**Task directions**: Every record must be copied out exactly.

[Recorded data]
* * * *

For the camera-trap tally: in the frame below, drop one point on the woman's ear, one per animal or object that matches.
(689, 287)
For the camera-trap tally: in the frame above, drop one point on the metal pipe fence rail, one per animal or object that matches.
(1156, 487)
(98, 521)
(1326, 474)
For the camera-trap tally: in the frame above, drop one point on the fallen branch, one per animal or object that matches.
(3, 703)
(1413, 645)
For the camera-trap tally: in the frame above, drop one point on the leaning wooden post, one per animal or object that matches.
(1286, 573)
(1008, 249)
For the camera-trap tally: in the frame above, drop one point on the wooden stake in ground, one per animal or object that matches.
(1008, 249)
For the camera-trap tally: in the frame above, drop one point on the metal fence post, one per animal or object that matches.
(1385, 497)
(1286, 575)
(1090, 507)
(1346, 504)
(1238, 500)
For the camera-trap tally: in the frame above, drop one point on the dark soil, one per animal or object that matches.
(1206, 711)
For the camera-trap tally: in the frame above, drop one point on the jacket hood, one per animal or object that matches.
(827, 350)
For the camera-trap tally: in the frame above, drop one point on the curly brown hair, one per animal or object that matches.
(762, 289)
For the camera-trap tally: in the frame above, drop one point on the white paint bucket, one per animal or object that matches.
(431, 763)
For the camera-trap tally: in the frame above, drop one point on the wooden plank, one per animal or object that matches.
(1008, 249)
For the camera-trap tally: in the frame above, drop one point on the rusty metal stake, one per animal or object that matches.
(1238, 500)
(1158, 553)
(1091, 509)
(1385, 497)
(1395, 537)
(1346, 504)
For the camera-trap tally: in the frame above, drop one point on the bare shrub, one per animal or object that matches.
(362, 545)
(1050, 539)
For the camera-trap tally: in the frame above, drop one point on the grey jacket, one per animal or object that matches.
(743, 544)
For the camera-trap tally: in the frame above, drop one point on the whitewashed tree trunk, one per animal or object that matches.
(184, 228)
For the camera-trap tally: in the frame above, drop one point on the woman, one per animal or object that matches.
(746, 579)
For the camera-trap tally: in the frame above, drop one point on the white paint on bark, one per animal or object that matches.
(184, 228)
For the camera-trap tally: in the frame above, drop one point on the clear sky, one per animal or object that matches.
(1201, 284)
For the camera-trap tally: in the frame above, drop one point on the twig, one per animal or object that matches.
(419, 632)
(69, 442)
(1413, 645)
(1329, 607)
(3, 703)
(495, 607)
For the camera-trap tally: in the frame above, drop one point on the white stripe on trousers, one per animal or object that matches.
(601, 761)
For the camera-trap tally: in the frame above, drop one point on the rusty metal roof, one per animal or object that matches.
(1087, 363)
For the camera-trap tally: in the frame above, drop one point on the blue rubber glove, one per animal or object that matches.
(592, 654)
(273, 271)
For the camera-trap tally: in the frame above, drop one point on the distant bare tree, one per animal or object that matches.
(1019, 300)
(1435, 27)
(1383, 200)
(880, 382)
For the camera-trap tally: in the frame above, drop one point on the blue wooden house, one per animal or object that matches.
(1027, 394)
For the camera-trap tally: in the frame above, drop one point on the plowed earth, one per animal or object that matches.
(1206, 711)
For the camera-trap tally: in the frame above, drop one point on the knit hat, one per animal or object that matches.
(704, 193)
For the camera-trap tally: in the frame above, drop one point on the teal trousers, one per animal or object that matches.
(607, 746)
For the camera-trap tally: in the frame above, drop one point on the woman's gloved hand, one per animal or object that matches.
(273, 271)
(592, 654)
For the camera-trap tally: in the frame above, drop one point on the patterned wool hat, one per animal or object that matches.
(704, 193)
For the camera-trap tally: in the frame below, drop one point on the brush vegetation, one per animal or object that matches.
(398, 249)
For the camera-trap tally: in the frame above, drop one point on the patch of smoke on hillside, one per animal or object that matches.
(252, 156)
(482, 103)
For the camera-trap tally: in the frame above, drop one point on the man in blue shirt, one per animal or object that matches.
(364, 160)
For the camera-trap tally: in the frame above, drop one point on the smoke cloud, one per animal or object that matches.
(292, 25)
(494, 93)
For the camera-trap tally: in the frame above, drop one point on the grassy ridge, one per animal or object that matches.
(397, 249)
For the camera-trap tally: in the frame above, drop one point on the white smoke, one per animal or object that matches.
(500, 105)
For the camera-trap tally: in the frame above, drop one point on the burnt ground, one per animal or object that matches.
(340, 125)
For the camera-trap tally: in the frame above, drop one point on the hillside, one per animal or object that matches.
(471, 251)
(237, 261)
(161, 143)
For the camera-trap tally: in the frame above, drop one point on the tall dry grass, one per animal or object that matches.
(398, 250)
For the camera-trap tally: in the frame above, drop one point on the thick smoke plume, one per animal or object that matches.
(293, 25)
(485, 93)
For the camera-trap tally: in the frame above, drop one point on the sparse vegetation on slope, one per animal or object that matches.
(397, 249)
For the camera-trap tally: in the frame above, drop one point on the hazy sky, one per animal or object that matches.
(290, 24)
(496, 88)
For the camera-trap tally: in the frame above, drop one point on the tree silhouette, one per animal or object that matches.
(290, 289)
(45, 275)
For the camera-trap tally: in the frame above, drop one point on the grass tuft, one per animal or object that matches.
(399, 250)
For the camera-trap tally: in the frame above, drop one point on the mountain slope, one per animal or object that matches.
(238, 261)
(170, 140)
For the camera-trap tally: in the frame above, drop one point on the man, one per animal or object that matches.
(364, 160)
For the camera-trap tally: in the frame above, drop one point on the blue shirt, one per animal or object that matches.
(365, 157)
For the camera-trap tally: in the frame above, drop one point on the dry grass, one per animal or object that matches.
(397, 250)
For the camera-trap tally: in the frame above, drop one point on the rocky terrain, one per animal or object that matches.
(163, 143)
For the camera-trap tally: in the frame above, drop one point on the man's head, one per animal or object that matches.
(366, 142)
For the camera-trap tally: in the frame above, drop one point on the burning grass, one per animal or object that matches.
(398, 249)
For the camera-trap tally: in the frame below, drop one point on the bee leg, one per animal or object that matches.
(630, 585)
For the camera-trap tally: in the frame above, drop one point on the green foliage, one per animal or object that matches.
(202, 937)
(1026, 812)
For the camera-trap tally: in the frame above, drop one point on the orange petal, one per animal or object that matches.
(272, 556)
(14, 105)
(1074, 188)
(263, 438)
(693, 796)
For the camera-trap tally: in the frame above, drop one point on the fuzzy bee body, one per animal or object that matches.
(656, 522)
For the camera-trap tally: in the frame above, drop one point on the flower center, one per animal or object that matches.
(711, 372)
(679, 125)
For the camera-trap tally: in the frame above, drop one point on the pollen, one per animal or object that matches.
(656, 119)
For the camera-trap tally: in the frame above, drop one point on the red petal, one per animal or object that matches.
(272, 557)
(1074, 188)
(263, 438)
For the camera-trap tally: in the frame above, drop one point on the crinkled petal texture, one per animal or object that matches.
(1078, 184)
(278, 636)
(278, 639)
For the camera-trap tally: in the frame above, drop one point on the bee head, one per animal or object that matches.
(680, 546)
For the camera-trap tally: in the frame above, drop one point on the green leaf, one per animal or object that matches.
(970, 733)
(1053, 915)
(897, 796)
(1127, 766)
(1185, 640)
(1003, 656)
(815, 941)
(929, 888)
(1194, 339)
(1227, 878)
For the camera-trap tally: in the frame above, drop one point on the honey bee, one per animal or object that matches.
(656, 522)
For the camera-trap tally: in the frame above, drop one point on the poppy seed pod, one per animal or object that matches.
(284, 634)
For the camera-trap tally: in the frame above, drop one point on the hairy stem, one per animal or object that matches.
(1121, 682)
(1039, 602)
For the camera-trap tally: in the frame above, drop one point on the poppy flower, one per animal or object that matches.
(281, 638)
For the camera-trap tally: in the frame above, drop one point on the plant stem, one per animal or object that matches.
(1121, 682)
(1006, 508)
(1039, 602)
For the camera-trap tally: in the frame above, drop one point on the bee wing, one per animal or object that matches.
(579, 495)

* * * *

**Your response**:
For the camera-trap tally: in the frame below, drop one point on the woman's ear, one per animal or object that matches.
(689, 287)
For the camera-trap tally: in the frame above, drop one point on the metal pipe fence rail, one per animal or object that matches.
(1156, 487)
(98, 521)
(1326, 474)
For the camera-trap tally: in the frame above, drop one point on the fallen branch, one per animal or object that matches.
(3, 703)
(1413, 645)
For the camera-trap tally: in the frame above, drop one point on the leaning wooden post, one per animal or object that matches.
(1286, 573)
(1008, 249)
For the camera-trap tally: in the frame above, drop one point on the wooden stake in ground, one per animal or object that matches.
(1008, 249)
For the camera-trap tally: in the frame above, drop one point on the metal fence post, one per animal or object that matches.
(1385, 497)
(1286, 575)
(1090, 507)
(1346, 504)
(1238, 500)
For the camera-trap tally: in the frame above, drop one point on the dark soil, one per animal or object that matches.
(1206, 711)
For the camera-trap tally: in the frame above, drop one point on the jacket hood, one per animal or object that matches.
(827, 350)
For the camera-trap tally: in the frame above, drop one point on the curly brown hair, one per animal or object that matches.
(762, 289)
For the camera-trap tally: in the frame above, drop one point on the white paint bucket, one per animal or object that matches.
(431, 763)
For the camera-trap tally: in the frame above, drop one point on the wooden plank, one per animal or object that matches.
(1008, 249)
For the camera-trap tally: in the frame above, drop one point on the rusty metal stake, one per animal or object that matches.
(1238, 500)
(1158, 553)
(1091, 509)
(1385, 497)
(1395, 537)
(1346, 504)
For the camera-trap tally: in the frame above, drop one point on the bare shrub, one per animal or object that matches.
(362, 545)
(1050, 539)
For the camera-trap tally: in the frame above, drop one point on the grey jacket, one per animal or object that matches.
(743, 544)
For the camera-trap tally: in the frame above, drop one point on the whitewashed tree trunk, one per animal or object that matches.
(184, 228)
For the camera-trap tally: in the frame above, drop one point on the woman, one per animal or object that matches.
(746, 579)
For the camera-trap tally: in the frame above, drop one point on the white paint on bark, one per animal or object that matches.
(184, 228)
For the camera-trap tally: in the frame above, drop one point on the clear sky, one per animal or object that matches.
(1201, 284)
For the camera-trap tally: in the frame above, drop one point on the twig, one per animal or object that matches.
(419, 632)
(69, 442)
(1413, 645)
(1329, 607)
(3, 703)
(495, 607)
For the camera-trap tally: in the frame above, drop one point on the white stripe on trousers, one per animal or object that matches.
(601, 761)
For the camera-trap tally: in the frame above, drop one point on the rusty metal roof, one per animal or object that matches.
(1087, 363)
For the camera-trap tally: in the frame above, drop one point on the blue rubber glove, one per animal or object that matches.
(592, 654)
(273, 271)
For the camera-trap tally: in the frame above, drop one point on the distant bare tree, one per animal or object that matches.
(1019, 300)
(1435, 27)
(1383, 200)
(880, 382)
For the camera-trap tally: in the frame above, drop one point on the blue wooden house, one per animal or object that matches.
(1027, 394)
For the camera-trap tally: in the frame above, drop one point on the plowed earth, one per animal or object that matches.
(1206, 711)
For the camera-trap tally: in the frame above, drop one point on the knit hat, one per animal or object that matches.
(704, 193)
For the camera-trap tally: in the frame above, drop one point on the teal trousers, one per animal or object that matches.
(607, 746)
For the camera-trap tally: in the frame above, drop one point on the woman's gloved hand, one per animal or object that matches.
(273, 271)
(592, 654)
For the camera-trap tally: in the frame above, drop one point on the patterned wool hat, one per animal or object that matches.
(704, 193)
For the camera-trap tally: in the frame below, drop one point on the brush vegetation, one per animal or object that matches.
(398, 249)
For the camera-trap tally: in the frame above, drop one point on the patch of smoke on hillside, one per animal or object that matches.
(252, 156)
(482, 103)
For the camera-trap tally: in the frame above, drop one point on the man in blue shirt, one per animal or object that matches.
(364, 160)
For the camera-trap tally: in the frame above, drop one point on the smoke cloud, one per animal or object that matches.
(292, 25)
(494, 93)
For the camera-trap tally: in the frame above, drop one point on the grassy ridge, one per animal or object that matches.
(397, 249)
For the camera-trap tally: in the frame above, drop one point on the white smoke, one per animal or object that matches.
(500, 105)
For the camera-trap tally: in the frame above, drop one point on the burnt ground, one per animal or object that matches.
(340, 125)
For the camera-trap tally: in the frame above, drop one point on the hillside, one per animal or object that matches.
(471, 251)
(237, 261)
(161, 143)
For the camera-trap tally: in the frame above, drop one point on the tall dry grass, one per animal or object that matches.
(398, 250)
For the camera-trap tally: in the frame above, drop one point on the thick smoke plume, one per animal or object that matches.
(293, 25)
(485, 93)
For the camera-trap tally: in the frame above, drop one point on the sparse vegetation on slope, one per animal or object that matches.
(397, 249)
For the camera-trap tally: in the frame above, drop one point on the hazy sky, one per animal or object that matches.
(290, 24)
(496, 88)
For the camera-trap tally: in the frame above, drop one point on the tree silhouette, one per animal or object that matches.
(290, 289)
(45, 275)
For the camera-trap tally: in the frame above, drop one point on the grass tuft, one per animal or object that matches.
(399, 250)
For the camera-trap tally: in the frame above, drop one point on the mountain slope, one per animal or object that matches.
(238, 261)
(170, 140)
For the camera-trap tally: in the frame above, drop one point on the man, one per animal or object that matches.
(364, 160)
For the camera-trap tally: in the frame above, drop one point on the blue shirt, one per animal or object that matches.
(365, 157)
For the camera-trap tally: in the frame above, drop one point on the dry grass, one per animal or object that matches.
(397, 250)
For the camera-trap tally: in the frame above, drop one point on the rocky terrain, one per animal or object that matches.
(163, 143)
For the camera-trap tally: in the frame above, drop one point on the man's head, one per animal or object that matches.
(366, 142)
For the camera-trap tally: in the frame above, drop one point on the burning grass, one per animal or object that matches.
(398, 249)
For the camera-trap tally: in the frame below, drop one point on the bee leg, one per animal or object that matches.
(630, 585)
For the camera-trap tally: in the frame above, drop one point on the green foliage, one per animal or object that matches.
(202, 937)
(1026, 812)
For the camera-trap tally: in the frame above, drop one point on the orange petal, one per animal or object that matches.
(272, 556)
(14, 105)
(1074, 188)
(263, 438)
(693, 796)
For the camera-trap tally: in the frame above, drop one point on the fuzzy bee body, one per animal or object that matches.
(656, 522)
For the camera-trap tally: in the frame above, drop one point on the flower center, one per animal or object that matches.
(711, 372)
(679, 125)
For the camera-trap tally: in the frame above, drop one point on the pollen, one per animal or object that matches.
(656, 119)
For the camera-trap tally: in the frame above, drop one point on the red petal, one per animal or object that matches.
(272, 557)
(1074, 188)
(263, 438)
For the camera-trap tally: in the frame above, drop one point on the crinkled petal texture, one per animal or object that matches.
(1078, 184)
(278, 636)
(278, 639)
For the camera-trap tally: in the frame above, drop one point on the bee head, one per animal or object that matches.
(680, 546)
For the camera-trap tally: in the frame above, drop one point on the green leaf, one per animal or object that matches.
(970, 733)
(1053, 915)
(897, 796)
(1127, 766)
(1185, 640)
(1003, 656)
(815, 941)
(929, 888)
(1194, 339)
(1227, 878)
For the camera-trap tally: in the frame above, drop one point on the honey bee, one per animal or object that matches.
(656, 522)
For the camera-trap tally: in the frame above, drop one point on the poppy seed pod, one per animal or object that matches.
(284, 634)
For the camera-trap tally: in the frame above, drop one point on the hairy stem, one per animal or object that matches.
(1121, 682)
(1039, 602)
For the camera-trap tally: in the frame above, drop one point on the poppy flower, one per animal or object that matches.
(281, 638)
For the camera-trap tally: in the frame above, drop one point on the plant stem, one per animal or object that matches.
(1121, 682)
(1006, 508)
(1039, 602)
For the camera-trap tally: in the frame above, drop one point on the bee wing, one per animal or object that matches.
(579, 495)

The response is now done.